### TEXT PASSAGE
>>>
A few years ago at my twentieth anniversary on the job, I was interviewed by a business journal as one of the top female executives in Western Colorado. The reporter asked me how I had gone about building my career and asked about my greatest legacy.
I was taken aback by the questions. I thought to myself, “career?” I had figured I was just going to work every day doing the best job I could do. But never for a moment did I think I was building a “career.” While I had been involved with many significant projects, awards and accomplishments, what was my real “legacy?”
This got me thinking about legacies and what we leave behind. I tried to think of a person whose legacy I most admired, and I remembered a next door neighbor of mine I’ll call Patti.
On the day I moved in, she invited me over for coffee with the neighbors the following week. I was excited to meet everyone, but when I walked into her house, I thought I must have gotten the date wrong. There were kids’ toys and piles of clothes everywhere. I stepped over stacks in the living room like it was a mine field. That’s when I learned that while Patti wasn’t the world’s best housekeeper, she was a generous hostess. Her comfortably messy kitchen was where the neighbors gathered for hot coffee and chocolate chip cookies on many occasions.
<<<
[Source records]
>>>
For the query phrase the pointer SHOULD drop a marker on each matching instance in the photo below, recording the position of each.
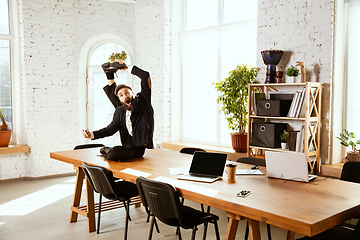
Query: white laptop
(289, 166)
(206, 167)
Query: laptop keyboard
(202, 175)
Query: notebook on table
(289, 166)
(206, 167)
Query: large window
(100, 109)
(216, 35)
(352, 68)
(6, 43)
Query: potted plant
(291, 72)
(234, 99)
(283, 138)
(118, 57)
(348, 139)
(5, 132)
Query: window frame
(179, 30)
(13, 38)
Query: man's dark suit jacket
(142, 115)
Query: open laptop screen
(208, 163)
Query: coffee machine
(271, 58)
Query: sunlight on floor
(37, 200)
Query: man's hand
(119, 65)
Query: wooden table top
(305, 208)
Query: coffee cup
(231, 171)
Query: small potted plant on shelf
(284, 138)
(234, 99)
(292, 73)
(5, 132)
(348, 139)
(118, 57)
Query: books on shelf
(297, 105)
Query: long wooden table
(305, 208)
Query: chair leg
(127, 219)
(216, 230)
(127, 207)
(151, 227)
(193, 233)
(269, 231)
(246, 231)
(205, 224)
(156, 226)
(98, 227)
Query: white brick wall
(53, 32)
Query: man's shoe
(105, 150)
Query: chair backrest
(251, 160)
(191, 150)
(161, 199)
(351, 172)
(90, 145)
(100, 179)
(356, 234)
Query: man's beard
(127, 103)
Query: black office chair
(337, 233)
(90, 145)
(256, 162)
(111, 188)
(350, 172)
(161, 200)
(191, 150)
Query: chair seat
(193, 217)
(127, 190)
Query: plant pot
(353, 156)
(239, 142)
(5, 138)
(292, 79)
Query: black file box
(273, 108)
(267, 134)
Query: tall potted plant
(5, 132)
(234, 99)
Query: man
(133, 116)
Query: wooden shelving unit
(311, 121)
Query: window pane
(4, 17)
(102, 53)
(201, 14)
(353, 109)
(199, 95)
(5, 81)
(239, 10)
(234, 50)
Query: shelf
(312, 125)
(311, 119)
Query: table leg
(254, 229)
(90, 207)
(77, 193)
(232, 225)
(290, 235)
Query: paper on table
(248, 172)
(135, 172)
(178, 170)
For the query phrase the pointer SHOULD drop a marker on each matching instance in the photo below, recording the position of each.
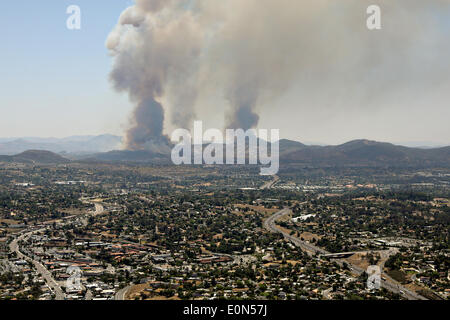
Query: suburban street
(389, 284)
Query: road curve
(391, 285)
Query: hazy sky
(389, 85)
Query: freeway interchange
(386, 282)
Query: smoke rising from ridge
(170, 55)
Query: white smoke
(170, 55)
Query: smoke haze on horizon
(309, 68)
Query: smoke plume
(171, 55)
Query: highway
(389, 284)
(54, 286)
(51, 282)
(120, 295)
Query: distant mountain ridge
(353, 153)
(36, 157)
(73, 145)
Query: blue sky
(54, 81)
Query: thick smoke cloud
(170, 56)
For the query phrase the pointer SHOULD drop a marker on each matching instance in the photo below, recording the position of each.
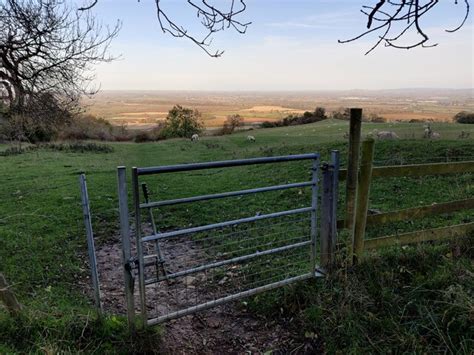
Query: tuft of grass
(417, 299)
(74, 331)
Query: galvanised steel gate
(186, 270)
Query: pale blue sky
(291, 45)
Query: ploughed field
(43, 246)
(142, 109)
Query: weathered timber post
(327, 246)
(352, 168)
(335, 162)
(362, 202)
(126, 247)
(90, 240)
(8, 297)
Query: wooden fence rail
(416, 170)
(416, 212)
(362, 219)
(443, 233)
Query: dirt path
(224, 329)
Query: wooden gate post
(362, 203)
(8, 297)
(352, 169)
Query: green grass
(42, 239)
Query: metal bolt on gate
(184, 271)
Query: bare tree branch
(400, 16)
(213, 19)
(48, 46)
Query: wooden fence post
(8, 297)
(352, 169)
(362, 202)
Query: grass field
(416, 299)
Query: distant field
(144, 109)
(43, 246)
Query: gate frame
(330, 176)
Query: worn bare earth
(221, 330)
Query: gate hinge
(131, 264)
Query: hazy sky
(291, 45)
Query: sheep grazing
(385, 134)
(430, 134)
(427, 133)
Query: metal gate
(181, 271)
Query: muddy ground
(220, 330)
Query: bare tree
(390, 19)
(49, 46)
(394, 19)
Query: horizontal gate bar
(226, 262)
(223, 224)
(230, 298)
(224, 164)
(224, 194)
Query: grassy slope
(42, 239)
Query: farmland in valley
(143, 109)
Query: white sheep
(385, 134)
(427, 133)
<<<
>>>
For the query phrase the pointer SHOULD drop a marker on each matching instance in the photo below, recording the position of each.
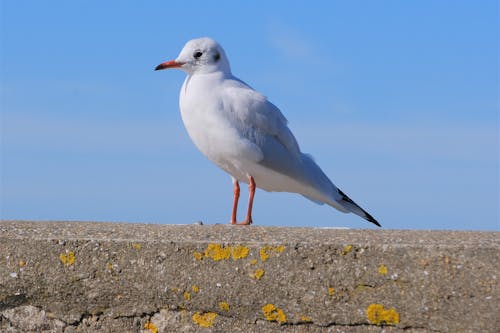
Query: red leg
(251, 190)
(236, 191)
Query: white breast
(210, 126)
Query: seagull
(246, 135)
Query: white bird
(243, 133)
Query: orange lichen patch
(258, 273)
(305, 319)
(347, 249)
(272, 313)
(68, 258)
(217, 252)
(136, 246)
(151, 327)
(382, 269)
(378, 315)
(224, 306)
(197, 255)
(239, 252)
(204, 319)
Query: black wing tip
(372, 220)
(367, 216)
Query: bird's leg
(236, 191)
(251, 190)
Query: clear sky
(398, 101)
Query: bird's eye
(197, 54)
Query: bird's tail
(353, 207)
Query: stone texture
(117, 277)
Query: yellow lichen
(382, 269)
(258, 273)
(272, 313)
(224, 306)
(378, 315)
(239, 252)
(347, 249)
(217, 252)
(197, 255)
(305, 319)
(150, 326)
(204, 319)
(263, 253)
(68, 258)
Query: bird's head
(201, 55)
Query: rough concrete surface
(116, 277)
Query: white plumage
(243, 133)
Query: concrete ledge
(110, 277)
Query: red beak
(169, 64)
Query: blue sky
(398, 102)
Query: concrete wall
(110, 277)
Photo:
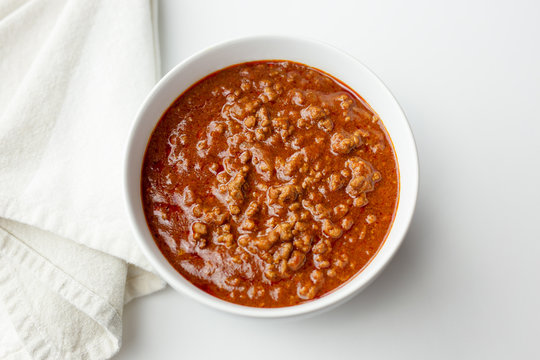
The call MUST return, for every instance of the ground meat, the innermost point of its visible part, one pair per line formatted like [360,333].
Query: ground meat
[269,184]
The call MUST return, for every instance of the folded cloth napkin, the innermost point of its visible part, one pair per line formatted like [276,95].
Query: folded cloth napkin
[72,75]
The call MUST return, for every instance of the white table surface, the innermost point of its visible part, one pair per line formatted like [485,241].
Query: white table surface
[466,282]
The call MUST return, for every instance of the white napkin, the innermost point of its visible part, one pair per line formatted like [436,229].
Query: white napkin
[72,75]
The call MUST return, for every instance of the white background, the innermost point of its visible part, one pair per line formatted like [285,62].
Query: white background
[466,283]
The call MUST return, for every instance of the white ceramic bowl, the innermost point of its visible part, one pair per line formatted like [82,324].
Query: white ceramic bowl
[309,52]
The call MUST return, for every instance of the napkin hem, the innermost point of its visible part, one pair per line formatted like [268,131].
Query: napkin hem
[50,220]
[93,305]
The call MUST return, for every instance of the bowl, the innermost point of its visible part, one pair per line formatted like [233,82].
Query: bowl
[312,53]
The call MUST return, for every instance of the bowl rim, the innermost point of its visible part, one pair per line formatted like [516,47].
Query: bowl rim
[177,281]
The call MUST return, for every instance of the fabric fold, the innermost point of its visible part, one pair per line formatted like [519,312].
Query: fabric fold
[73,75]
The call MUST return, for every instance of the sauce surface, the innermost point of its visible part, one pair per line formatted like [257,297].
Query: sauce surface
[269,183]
<<<
### EXERCISE SET
a – In the passage about legacies, which things does the writer say she had been involved with over her time on the job?
b – Answer these questions from the passage about legacies:
(i) Which anniversary on the job was the writer marking when the business journal interviewed her?
(ii) In what region was she named one of the top female executives?
(iii) What did the neighbors have when they gathered in Patti's kitchen?
c – Write the next part of the passage about legacies, picking up after its final sentence.

### TASK-BY-TASK ANSWERS
a – Significant projects, awards, and accomplishments.

b –
(i) Her twentieth anniversary.
(ii) Western Colorado.
(iii) Hot coffee and chocolate chip cookies.

c –
Patti arranged the neighborhood block party. She organized her own “Meals on Wheels” for anyone on the street who had undergone surgery, had a baby, or lost a loved one. She couldn’t carry a tune, but she became the church choir secretary so she could contribute. She wasn’t athletic, but she was head cheerleader in the stands at every community sports event.
Tragically, Patti died suddenly in an automobile accident while driving home from a gymnastics meet. At her funeral, there were many eulogies. Of course, nobody cared about Patti’s housekeeping limitations. What they remembered was her compassion, her generosity, her warm household, and the way she made everyone she met feel special.
Patti’s life made me determine that a legacy isn’t always a monument, achievement, building or accomplishment. Our greatest legacies are the small acts of kindness, recognition or words of confidence that prompt people to tell us we’ve made a difference in their life.
Like John Lennon said, “Life is what happens while you’re busy making other plans.”
You see, legacies, like careers, are founded while we least expect it. True legacies are built day by day. You begin building your legacy as soon as you are old enough to reason, interact and contribute to the world around you. In the nonprofit management profession, we are fortunate to have a network where we can connect to others and make a difference in their lives. We have the ability to be true legacy-builders.
I wonder what your legacy will be? Whatever it is, you are contributing to it today.